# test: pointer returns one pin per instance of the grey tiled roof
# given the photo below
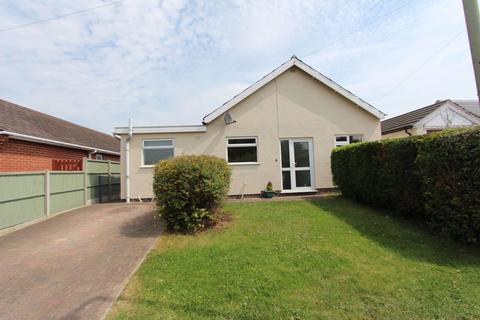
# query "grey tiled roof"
(409, 119)
(22, 120)
(471, 106)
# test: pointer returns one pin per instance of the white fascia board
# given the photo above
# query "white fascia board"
(161, 129)
(275, 73)
(25, 137)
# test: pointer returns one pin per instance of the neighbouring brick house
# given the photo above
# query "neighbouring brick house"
(32, 141)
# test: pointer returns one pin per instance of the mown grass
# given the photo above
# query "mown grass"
(323, 259)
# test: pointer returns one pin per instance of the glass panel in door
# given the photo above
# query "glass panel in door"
(296, 164)
(286, 172)
(302, 154)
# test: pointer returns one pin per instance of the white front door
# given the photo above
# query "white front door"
(297, 165)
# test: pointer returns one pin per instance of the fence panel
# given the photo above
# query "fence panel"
(22, 198)
(66, 190)
(28, 196)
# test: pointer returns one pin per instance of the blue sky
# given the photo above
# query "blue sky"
***
◆ **WHAT YOU SHOULD DO**:
Please work out how many lines in this listing contain "blue", then give only that number.

◆ **YOUR RESPONSE**:
2